§ Work to be completed
Copy out the records in full, word for word, without pictures.
##### Provided data #####
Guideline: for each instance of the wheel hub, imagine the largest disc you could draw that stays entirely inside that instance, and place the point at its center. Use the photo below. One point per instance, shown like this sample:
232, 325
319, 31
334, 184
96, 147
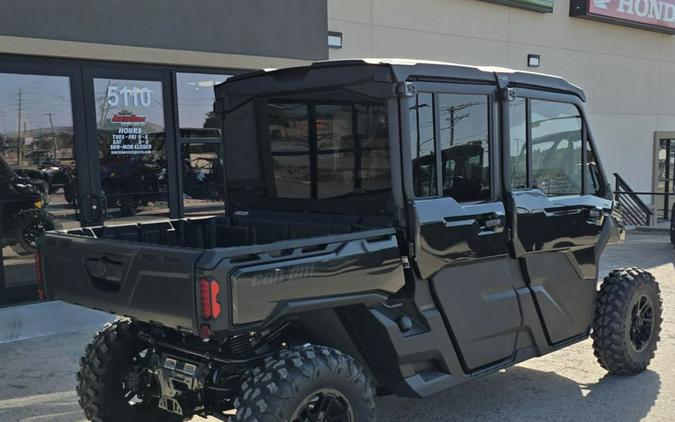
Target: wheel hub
326, 405
641, 323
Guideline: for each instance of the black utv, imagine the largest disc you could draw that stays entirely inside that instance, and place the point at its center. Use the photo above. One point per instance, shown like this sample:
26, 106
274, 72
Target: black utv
391, 227
22, 215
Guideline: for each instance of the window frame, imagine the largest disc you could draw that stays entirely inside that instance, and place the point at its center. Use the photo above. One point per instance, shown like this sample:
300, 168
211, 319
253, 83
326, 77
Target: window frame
494, 154
587, 138
314, 151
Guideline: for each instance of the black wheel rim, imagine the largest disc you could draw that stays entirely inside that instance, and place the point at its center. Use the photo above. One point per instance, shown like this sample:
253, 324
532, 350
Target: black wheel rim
325, 405
641, 323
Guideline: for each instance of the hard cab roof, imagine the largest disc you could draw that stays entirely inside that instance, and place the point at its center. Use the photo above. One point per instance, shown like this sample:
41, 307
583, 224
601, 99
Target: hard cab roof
336, 73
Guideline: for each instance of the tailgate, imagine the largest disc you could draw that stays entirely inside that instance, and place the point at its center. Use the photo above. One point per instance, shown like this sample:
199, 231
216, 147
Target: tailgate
151, 283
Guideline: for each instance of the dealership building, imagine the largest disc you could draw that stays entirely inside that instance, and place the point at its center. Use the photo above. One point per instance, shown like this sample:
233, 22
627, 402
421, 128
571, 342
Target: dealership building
110, 102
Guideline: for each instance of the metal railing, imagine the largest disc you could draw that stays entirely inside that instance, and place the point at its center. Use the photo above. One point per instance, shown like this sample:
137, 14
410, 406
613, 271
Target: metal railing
635, 211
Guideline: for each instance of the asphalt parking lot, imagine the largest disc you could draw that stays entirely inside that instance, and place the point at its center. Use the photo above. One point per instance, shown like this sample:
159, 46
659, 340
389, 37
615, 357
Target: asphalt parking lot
39, 362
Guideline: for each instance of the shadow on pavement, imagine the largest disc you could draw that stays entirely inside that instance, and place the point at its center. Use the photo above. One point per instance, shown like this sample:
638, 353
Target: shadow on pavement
527, 394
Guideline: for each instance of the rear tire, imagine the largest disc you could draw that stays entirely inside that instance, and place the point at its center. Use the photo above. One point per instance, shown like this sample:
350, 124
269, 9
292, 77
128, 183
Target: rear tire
30, 225
306, 383
627, 321
100, 378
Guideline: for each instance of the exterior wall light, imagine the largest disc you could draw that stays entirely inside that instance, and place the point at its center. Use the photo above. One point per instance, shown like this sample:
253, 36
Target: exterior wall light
334, 39
533, 60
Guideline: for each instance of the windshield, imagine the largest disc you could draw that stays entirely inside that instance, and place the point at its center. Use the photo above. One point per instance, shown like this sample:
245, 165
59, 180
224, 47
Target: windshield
282, 153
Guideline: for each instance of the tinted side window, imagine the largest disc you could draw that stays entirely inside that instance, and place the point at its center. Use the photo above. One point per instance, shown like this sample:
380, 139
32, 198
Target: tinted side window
593, 180
423, 145
556, 148
518, 143
465, 158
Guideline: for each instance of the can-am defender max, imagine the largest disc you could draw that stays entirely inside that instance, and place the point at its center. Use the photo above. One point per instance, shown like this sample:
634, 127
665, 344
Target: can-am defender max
391, 227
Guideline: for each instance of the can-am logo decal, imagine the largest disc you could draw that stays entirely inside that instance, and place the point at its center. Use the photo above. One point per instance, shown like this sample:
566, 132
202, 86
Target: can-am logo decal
648, 14
281, 275
128, 119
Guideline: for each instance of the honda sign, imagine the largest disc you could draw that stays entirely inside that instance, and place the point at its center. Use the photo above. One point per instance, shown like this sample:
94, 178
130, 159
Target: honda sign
655, 15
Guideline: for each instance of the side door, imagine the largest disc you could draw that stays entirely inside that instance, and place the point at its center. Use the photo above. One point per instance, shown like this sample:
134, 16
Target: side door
558, 207
457, 217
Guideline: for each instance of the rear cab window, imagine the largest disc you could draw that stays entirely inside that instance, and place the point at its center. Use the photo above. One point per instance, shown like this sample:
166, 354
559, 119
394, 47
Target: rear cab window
450, 146
549, 149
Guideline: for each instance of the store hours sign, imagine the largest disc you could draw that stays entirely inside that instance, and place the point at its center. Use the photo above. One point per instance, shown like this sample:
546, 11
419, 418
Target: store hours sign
654, 15
131, 135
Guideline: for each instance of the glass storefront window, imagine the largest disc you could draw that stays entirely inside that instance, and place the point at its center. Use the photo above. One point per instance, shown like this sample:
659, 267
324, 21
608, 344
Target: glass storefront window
203, 176
195, 103
38, 186
132, 152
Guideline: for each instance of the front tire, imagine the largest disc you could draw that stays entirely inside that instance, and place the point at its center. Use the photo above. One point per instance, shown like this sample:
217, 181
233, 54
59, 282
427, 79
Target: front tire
30, 225
102, 381
303, 384
627, 321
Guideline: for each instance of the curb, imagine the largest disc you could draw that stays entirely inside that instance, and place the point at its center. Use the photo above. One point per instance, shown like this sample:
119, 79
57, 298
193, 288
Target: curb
648, 230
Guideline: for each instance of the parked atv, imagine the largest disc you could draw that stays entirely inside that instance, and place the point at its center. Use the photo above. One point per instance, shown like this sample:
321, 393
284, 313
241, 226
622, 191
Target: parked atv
322, 285
24, 218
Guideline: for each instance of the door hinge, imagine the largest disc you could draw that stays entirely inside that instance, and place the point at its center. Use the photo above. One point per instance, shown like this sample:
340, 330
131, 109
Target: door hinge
406, 89
509, 94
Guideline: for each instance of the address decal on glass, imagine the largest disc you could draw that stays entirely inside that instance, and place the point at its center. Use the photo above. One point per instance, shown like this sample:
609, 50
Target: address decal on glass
545, 6
655, 15
130, 136
126, 96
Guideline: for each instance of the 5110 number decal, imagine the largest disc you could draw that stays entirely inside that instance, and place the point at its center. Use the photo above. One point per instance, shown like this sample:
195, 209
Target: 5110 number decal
126, 96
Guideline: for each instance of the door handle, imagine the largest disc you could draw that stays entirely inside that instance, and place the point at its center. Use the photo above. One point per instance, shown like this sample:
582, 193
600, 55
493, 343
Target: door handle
492, 225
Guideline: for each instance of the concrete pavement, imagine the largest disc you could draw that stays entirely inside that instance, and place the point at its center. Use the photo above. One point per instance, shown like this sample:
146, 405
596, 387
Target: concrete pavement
38, 368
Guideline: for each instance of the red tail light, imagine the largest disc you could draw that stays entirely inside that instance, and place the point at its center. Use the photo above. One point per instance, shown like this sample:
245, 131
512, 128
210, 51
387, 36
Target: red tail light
40, 278
209, 290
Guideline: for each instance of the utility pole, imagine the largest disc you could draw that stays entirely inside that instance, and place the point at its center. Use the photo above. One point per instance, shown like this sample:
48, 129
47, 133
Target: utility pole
51, 123
18, 134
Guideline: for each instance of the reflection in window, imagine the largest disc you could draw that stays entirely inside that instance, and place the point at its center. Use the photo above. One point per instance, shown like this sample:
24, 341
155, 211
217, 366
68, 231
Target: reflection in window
464, 145
195, 102
289, 142
518, 143
335, 150
37, 167
132, 153
203, 179
556, 148
350, 154
593, 180
423, 147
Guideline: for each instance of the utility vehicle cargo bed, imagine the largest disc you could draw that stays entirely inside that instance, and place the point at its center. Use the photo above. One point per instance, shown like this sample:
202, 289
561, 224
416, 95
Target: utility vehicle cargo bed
#####
§ Correct result
Guideline: for each instance of the wheel hub, imagine the largest disc you could draw that stays entirely inside that instance, and place the point at its center. Use the photo below. One point per instance, shown like this sample:
232, 325
319, 31
334, 184
96, 147
Target: wheel hub
326, 405
641, 323
Guideline: for each instance of the black utv, imagine the largest disc you could draw that stays entirely inside that instance, and place the point at its center. Use the photo above. One point per instance, shown like this sample:
26, 106
274, 72
Target: black utv
391, 227
22, 215
Guideline: for each instance of the window frame, imagine the largest disc you could draw that stays entirely inside that instance, and place the point at its center. Use the photo above. One point per instance, shown like this sample:
300, 168
211, 319
253, 83
326, 77
Target: window frame
494, 154
587, 138
314, 151
Guideline: for each instance of the black wheel rim, imagine the largest disc you could draw that stays entirely inside that instance, and place the point at its center. Use the photo above. One point per instance, shown like this sample:
253, 324
532, 350
Target: black wheel rim
325, 405
641, 323
Guideline: for each instance of the hard cab roof, imagine the largest disc you could draw that stays entirely inside that instance, and place the point at its center. Use the photo above. One point per instance, shown like this sample:
41, 307
583, 224
601, 99
Target: hard cab roof
336, 73
Guideline: for each instance of the tailgate, imagine the largest disc you could draw that stays entirely inside that instance, and place the point at its center. Use the photo above. One point per instance, shown like this sample:
199, 231
216, 147
Target: tailgate
151, 283
Guideline: for each instance of the dealership building, imagine the largest disc you could draw that stays entirely inside that instance, and place the point at its center. Use the photo above. One point per instance, shown like this sample:
233, 22
627, 402
421, 128
571, 342
Target: dealership building
110, 102
Guideline: for each instance of the metal railing, imagine the largest disc you could draw that stays entirely inside that instance, and place the point at its center. Use the photo above. One point per instance, shown like this sample:
137, 14
410, 406
613, 271
Target: metal railing
635, 211
Guideline: for each instance of the asphalt parking lot, imagine the largest disc you could draw that stays entirely inside that instance, and place the point at its center. Use the photo above. One point per instance, shown like this sample:
159, 46
659, 340
389, 37
615, 357
Target: asphalt parking lot
39, 362
Guideline: for each instance of the shadow on pavement, imagine the largest disc you could draw that stays entirely inside that instance, and place the point at its center. Use the photo above. One point per instance, shown like this sample:
638, 353
Target: shadow on pavement
527, 394
Guideline: for each instance of the rear tire, imagine the largest disc you could draw that stays entirely inside that instance, and place the point at its center. Use the photo above. One point per instance, shown like this sample:
350, 124
269, 9
292, 77
128, 183
Target: rear tire
30, 225
306, 383
627, 321
100, 378
Guideline: for each instance of the exterior wall light, imagine the largest disc you could draw that stays entirely inside that instance, and place the point at its center. Use the photo above. One point per instance, shown like this sample:
253, 36
Target: exterior wall light
334, 39
533, 60
Guideline: for each instance of the windshield, imagine the largest disc you could draw that stays entirely inside that instance, and place the point at its center. Use the photo above. One point per instance, shown like this sample:
245, 165
59, 180
224, 47
Target: windshield
282, 153
Guideline: for each instance of the tinted side window, imagine the largest disc you could draw that stays entirely inside that instance, and place the point at its center. Use the photo above. One point per instance, shown like this sample:
380, 139
32, 198
Target: tinted side window
593, 180
423, 145
556, 148
518, 143
465, 158
Guideline: for each instance of the can-am defender max, imagine the largest disc you could draw that stays entirely inside that instance, and place the point at its center. Use the photo above. One point per instance, shown like this sample:
634, 127
665, 344
Target: can-am defender max
391, 227
Guideline: for each instance of the can-am logo decal, imagine the largest disc you could draw that stays entirely inside that instance, and place the point at its center. Use the photo above. One point per instance, shown like this sample:
566, 132
202, 86
Target: can-am logo decal
648, 14
281, 275
128, 119
Guideline: for each instance of the honda sign, imagine the largest disc you could draw that stays entirely inside that instance, and place the point at its center. Use the photo above. One point per instance, shown like this sample:
94, 178
130, 159
Target: honda sign
655, 15
Guideline: for each instance of the side door, imagine the largest disc you could draw that stays entirely inside that instance, and place the point at its center. Use the photo above. One point per instance, shown like this sample:
134, 16
Target: side door
558, 207
457, 217
Guideline: for each instance of the rear cab window, imagine the largest disc you could draw that stays entirely inside that instance, and place the point at its center. Use the photo above. One point per instance, shown like this sample:
166, 354
559, 119
394, 47
Target: rear cab window
450, 146
549, 149
Guideline: for each instance of the store hours sign, imagine the largest disc you could draw that stays entirely inside that instance, and place the point at its center. Use the photo above. One point per instance, shown like this sample:
546, 11
419, 418
Target: store hours sign
654, 15
131, 135
Guideline: for each instance of the glass storefront window, imagine the largest disc you could draw that stays entirely inside that instance, and place the point at its center. Use the photo above. One point per instance, shown like this sample:
659, 267
324, 21
608, 344
Target: glass storefront window
203, 176
195, 103
38, 186
132, 152
Guideline: for each instance of the front tire, imagine the largest disc you could draw that stays entirely inside that instance, and place the point at its center. Use the photo above. One point per instance, shown like this sample:
217, 181
233, 54
59, 282
427, 79
Target: front tire
30, 225
102, 381
303, 384
627, 321
Guideline: for each instance of the curb, imagine the largest disc you could draw that stays entirely inside that instance, and place the point at its center. Use the photo above. One point per instance, shown like this sample:
119, 79
57, 298
193, 288
Target: curb
648, 230
Guideline: for each instance of the parked atv, imagine the largest disc you could draw that stays entirely inside that instance, and place the point at its center. Use the photo above. One point per instance, shown like this sample:
321, 393
284, 313
241, 226
622, 191
Target: parked atv
322, 285
24, 218
Guideline: for each instance of the door hinge, imagine the largest disc you could draw that stays entirely inside that instance, and place the point at its center. Use the photo above. One point per instance, shown like this sample:
340, 330
131, 109
Target: door hinge
406, 89
509, 94
Guideline: for each instance of the address decal on glass, imagine the largest disc you could draw that stays entirely inside that instance, and place the point at its center. Use the photo above. One point per instance, shown like this sample:
609, 50
Target: address decal on glass
545, 6
655, 15
130, 136
126, 96
Guideline: for each instance of the 5110 number decal, imagine the largest disc you could draw that stays entirely inside that instance, and place the point at its center. Use the photo above. One point per instance, shown like this sample:
195, 209
Target: 5110 number decal
126, 96
Guideline: for each instance of the door handle, imagine the largest disc you could draw that stays entirely inside that instance, and place the point at its center. Use the photo above. One point per instance, shown like this sample:
582, 193
600, 55
493, 343
Target: door handle
492, 225
Guideline: for each instance of the concrete pavement, imagine the largest disc you could draw that stays entirely inside that instance, and place the point at its center. Use the photo above. One point per instance, shown like this sample:
146, 405
596, 387
Target: concrete pavement
38, 368
Guideline: for each instance of the red tail light, imagine the largest disc you could draw that stays entirely inside that instance, and place the point at its center. Use the photo above. One point per instance, shown like this sample:
245, 131
512, 128
210, 51
387, 36
Target: red tail light
40, 278
209, 290
Guideline: for each instance of the utility pole, imagine the largest disc you could draw that stays entirely inside that instance, and place the point at its center. Use the photo above. One point per instance, shown like this sample:
48, 129
47, 133
Target: utility pole
51, 123
18, 134
Guideline: for each instance of the reflection in window, imagine the largest disc you could draw that stays entirely inside that instance, and place the point at its center. Use the photo above. One point per instance, shown like this sample:
24, 341
155, 211
217, 366
68, 231
Target: reflection in window
464, 145
195, 102
289, 142
518, 143
335, 150
37, 167
132, 153
203, 179
556, 148
350, 154
593, 180
423, 147
Guideline: for each instance of the utility vehicle cargo bed, imagine the largest disc you could draw that stays entirely inside that instance, and place the point at its center. Use the photo above. One point per instance, shown like this sample:
202, 289
561, 224
416, 95
Target: utility vehicle cargo bed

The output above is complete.